> _What needs to be done_:
Will you restate verbatim the lines running from the line with "Would you mind marking the whiteboard in" to the end of the data, leaving out everything else?
• • • • •
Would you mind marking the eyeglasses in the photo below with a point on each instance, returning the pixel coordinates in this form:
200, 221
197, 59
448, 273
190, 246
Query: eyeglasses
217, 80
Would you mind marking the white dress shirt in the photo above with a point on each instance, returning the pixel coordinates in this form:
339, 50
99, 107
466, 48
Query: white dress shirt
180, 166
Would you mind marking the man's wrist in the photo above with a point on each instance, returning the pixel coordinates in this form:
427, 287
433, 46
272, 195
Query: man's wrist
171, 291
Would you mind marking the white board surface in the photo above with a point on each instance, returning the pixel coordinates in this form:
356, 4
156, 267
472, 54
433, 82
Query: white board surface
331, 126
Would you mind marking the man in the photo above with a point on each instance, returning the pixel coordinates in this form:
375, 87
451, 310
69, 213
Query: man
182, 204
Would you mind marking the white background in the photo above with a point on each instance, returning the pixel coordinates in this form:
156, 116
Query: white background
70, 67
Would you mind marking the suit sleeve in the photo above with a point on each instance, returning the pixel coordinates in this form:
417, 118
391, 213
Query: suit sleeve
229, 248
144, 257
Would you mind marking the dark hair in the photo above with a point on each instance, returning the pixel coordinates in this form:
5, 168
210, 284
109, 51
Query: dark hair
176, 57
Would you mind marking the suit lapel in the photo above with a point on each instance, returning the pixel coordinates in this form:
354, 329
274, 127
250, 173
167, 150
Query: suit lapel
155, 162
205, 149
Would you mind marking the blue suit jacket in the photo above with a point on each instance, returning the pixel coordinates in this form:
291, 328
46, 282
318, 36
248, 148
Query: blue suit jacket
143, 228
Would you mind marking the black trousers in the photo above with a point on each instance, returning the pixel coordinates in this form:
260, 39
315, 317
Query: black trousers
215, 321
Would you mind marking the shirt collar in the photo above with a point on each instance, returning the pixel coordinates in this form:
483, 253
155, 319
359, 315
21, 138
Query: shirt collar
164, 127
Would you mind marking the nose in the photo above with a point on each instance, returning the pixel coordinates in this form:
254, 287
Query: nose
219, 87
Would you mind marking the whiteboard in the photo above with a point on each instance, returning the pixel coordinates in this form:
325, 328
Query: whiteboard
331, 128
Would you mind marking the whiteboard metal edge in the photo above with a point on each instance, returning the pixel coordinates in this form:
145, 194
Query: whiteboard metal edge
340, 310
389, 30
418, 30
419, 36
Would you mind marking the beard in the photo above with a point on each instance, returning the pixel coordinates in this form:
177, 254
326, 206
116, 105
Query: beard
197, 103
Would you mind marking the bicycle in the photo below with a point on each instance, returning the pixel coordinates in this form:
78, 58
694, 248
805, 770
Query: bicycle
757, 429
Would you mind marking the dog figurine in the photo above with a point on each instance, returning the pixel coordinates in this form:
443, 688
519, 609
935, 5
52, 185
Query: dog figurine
• • • • •
> _Exercise solution_:
Would you mind marking the whiteboard in the photo above with a point on each instance, returning the pixel coordinates in this form:
325, 328
Query: whiteboard
331, 128
Would you mind marking the whiteboard metal edge in the photo above with a point on each instance, returning the pixel coordinates in this form:
145, 194
Query: whiteboard metal edge
340, 310
389, 30
418, 30
419, 36
Would you mind marking the beard in the photo above with a point on each instance, returning the pixel coordinates in this form:
177, 254
326, 206
116, 105
Query: beard
197, 103
Would you mind marking the bicycle in the photo below with a point on each instance, returning the pixel coordinates in this form:
78, 58
694, 248
805, 770
Query: bicycle
757, 429
Would you mind marking the dog figurine in the photo above with a point on each instance, returning the pixel coordinates in this form:
443, 688
519, 609
935, 5
52, 185
Query: dog figurine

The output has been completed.